##### PAGE EXTRACT
Amblyopia is an often misunderstood term. Some people use the term ‘lazy eye’ but that’s not really a good description. This article is designed to help you understand what amblyopia is and isn’t, and the options to treat it.
What is Amblyopia?
Amblyopia is the condition where the eye is healthy, but doesn’t see well. This is usually a developmental problem, not a pathology problem. Failure of the eye to develop is from not being used for vision processing which is how the brain uses the information provide by the eye. This ‘disconnect’ can be the result of many things. The lay term “Lazy Eye” probably has its roots in the weaker eye not doing its ‘fair share’ of processing vision. Some are reasons for amblyopia are listed below:
- Strabismus (one eye turns in or out, over rarely up/down) . If strabismus occurs at a very young age, the brain will suppress, or ignore one eye so as to avoid seeing double. As such, the eye fails to develop. In some cases of strabismus, the child will take turns using each eye and as a result, both eyes may develop fully and no amblyopia is present.
- Anisometropis – this is the clinical name used to describe the problem of having very different vision measurements between the eyes. If one eye has a high prescription and the other eye does not, the eye that has the best uncorrected vision will usually develop better than the other.
- Deprivation – this is when one eye is deprived of the ability to see well because something is blocking the vision. Being born with a cataract (cloudy lens) or with a lid that droops over the line of sight may be sources of deprivation amblyopia.
How do you treat Amblyopia?
Optometrists and Ophthalmologists can design a treatment program for your child’s amblyopia. The earlier the child is caught with the condition, the better the odds of strengthening the eye with amblyopia. Some of treatment options are listed below:
- Wearing corrective eye wear. The child needs to have the best possible vision to improve the situation. In some cases, wearing the eye wear corrects strabismus as well.
- Forcing the weaker eye to work. In some cases, the child will need to spend part of the day with the better eye covered. This will force the weaker eye to be used, thus forcing its development.
- Vision therapy. Your child may benefit from a vision therapy regimen designed to help the eyes work together and develop fully.
- Any of these regimens need to begin early. After the child is 6 or 7 years of age, progress becomes less likely.
##########
##### GIVEN INFORMATION
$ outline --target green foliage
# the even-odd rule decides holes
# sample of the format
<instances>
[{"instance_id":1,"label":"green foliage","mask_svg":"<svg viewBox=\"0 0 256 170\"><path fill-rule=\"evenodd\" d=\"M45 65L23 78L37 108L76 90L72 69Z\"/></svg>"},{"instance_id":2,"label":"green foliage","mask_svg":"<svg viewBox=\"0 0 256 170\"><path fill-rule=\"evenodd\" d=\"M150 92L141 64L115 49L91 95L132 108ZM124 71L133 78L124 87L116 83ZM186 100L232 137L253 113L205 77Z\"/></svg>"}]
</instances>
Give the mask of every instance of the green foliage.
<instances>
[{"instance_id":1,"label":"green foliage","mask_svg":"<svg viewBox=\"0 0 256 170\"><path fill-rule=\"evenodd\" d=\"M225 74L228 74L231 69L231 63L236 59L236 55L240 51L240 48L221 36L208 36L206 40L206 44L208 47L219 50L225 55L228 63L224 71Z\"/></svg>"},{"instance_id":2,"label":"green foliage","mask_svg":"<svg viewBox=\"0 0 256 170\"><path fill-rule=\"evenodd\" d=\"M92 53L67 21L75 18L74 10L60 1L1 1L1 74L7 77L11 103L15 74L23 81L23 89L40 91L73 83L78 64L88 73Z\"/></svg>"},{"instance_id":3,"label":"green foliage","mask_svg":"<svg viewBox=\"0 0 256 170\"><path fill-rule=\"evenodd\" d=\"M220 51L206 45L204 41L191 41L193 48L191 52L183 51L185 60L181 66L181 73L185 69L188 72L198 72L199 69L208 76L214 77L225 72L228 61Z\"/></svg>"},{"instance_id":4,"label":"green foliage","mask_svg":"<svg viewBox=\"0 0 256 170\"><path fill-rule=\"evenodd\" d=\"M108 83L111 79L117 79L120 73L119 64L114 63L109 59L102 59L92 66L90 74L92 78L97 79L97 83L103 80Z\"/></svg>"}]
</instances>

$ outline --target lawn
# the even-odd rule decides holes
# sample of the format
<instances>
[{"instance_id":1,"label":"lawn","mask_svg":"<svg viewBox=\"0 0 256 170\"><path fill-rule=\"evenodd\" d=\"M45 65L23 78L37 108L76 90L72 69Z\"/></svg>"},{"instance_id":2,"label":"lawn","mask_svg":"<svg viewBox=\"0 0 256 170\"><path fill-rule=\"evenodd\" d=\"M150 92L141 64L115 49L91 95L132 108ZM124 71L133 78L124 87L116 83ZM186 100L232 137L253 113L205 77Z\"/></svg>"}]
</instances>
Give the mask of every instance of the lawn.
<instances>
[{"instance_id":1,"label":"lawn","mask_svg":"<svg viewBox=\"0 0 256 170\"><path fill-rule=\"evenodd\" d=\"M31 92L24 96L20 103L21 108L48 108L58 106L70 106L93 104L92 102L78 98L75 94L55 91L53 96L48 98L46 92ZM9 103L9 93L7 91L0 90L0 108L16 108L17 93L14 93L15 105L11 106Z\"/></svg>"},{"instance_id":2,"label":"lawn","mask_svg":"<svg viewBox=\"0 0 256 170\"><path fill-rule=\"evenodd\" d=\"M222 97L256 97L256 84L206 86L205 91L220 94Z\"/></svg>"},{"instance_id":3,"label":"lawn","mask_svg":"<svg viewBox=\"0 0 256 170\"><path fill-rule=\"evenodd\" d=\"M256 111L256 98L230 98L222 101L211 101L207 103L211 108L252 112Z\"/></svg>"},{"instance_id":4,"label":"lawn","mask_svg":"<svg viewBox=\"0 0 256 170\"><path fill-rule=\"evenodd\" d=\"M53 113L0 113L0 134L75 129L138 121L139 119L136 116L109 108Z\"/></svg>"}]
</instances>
##########
* EXERCISE GOAL
Return, word for word, the portion of the article on amblyopia that begins with the words containing "- Anisometropis –" and ends with "of deprivation amblyopia.".

* YOUR SOLUTION
- Anisometropis – this is the clinical name used to describe the problem of having very different vision measurements between the eyes. If one eye has a high prescription and the other eye does not, the eye that has the best uncorrected vision will usually develop better than the other.
- Deprivation – this is when one eye is deprived of the ability to see well because something is blocking the vision. Being born with a cataract (cloudy lens) or with a lid that droops over the line of sight may be sources of deprivation amblyopia.